> What is being asked
Read the data and repeat it in full, exactly.

> Material for this exercise
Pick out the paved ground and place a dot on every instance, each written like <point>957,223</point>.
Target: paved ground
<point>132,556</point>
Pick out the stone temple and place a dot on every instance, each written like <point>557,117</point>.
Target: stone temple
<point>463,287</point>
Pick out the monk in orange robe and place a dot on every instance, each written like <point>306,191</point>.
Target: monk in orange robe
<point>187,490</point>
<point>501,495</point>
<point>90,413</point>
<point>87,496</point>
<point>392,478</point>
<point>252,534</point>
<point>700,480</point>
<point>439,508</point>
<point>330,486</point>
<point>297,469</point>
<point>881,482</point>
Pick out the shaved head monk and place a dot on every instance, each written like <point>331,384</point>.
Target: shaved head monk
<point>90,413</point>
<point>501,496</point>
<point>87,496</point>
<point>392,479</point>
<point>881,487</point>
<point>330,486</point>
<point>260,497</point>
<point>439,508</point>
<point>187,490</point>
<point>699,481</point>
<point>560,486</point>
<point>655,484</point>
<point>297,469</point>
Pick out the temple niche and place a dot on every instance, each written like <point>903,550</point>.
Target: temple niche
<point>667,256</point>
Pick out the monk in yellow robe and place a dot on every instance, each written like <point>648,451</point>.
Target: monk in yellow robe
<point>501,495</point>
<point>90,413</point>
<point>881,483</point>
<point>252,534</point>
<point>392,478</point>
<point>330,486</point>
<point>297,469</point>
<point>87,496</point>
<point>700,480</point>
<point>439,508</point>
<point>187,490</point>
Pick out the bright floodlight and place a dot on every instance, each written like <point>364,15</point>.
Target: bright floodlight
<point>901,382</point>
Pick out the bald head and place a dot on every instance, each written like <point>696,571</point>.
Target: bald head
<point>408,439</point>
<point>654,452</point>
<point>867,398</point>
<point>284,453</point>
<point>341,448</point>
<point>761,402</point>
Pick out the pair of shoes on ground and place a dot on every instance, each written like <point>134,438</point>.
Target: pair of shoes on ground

> Output
Pick out the paved ground and place a dot on every instance, each written like <point>957,223</point>.
Target: paved ground
<point>132,556</point>
Pick out the stone temple and place a dot on every instance, each written like <point>557,117</point>.
Target: stone temple
<point>463,287</point>
Pick out the monk in orange robe and place a dot on every instance, each written like <point>306,191</point>.
Target: monk in orange robe
<point>187,490</point>
<point>501,495</point>
<point>90,413</point>
<point>87,496</point>
<point>392,478</point>
<point>252,534</point>
<point>700,480</point>
<point>439,508</point>
<point>330,486</point>
<point>297,469</point>
<point>881,482</point>
Pick out the shaved head monk and place a dot on every instance, each written like <point>331,384</point>.
Target: shaved head monk
<point>90,413</point>
<point>501,496</point>
<point>87,496</point>
<point>392,479</point>
<point>881,487</point>
<point>330,486</point>
<point>260,497</point>
<point>439,508</point>
<point>187,490</point>
<point>699,481</point>
<point>560,486</point>
<point>655,484</point>
<point>297,469</point>
Pick out the temple niche and place a dot on every instance, each written like <point>903,550</point>.
Target: temple niche
<point>667,256</point>
Pick out the monk in yellow robe and place a dot on every instance, each written like <point>648,451</point>.
Target: monk in yellow robe
<point>501,495</point>
<point>90,413</point>
<point>881,483</point>
<point>252,534</point>
<point>392,478</point>
<point>330,486</point>
<point>297,469</point>
<point>87,496</point>
<point>700,480</point>
<point>439,508</point>
<point>187,490</point>
Pick out the bright floodlight and place a dot on every instance, each written like <point>364,15</point>.
Target: bright floodlight
<point>901,382</point>
Pick out the bald head and place a dot on every instance, each written like <point>696,571</point>.
Target: bald head
<point>408,439</point>
<point>654,452</point>
<point>867,398</point>
<point>284,453</point>
<point>341,448</point>
<point>761,402</point>
Pick out the pair of shoes on ground and place a dot on every instance, each written like <point>134,438</point>.
Target: pair of shoes on ground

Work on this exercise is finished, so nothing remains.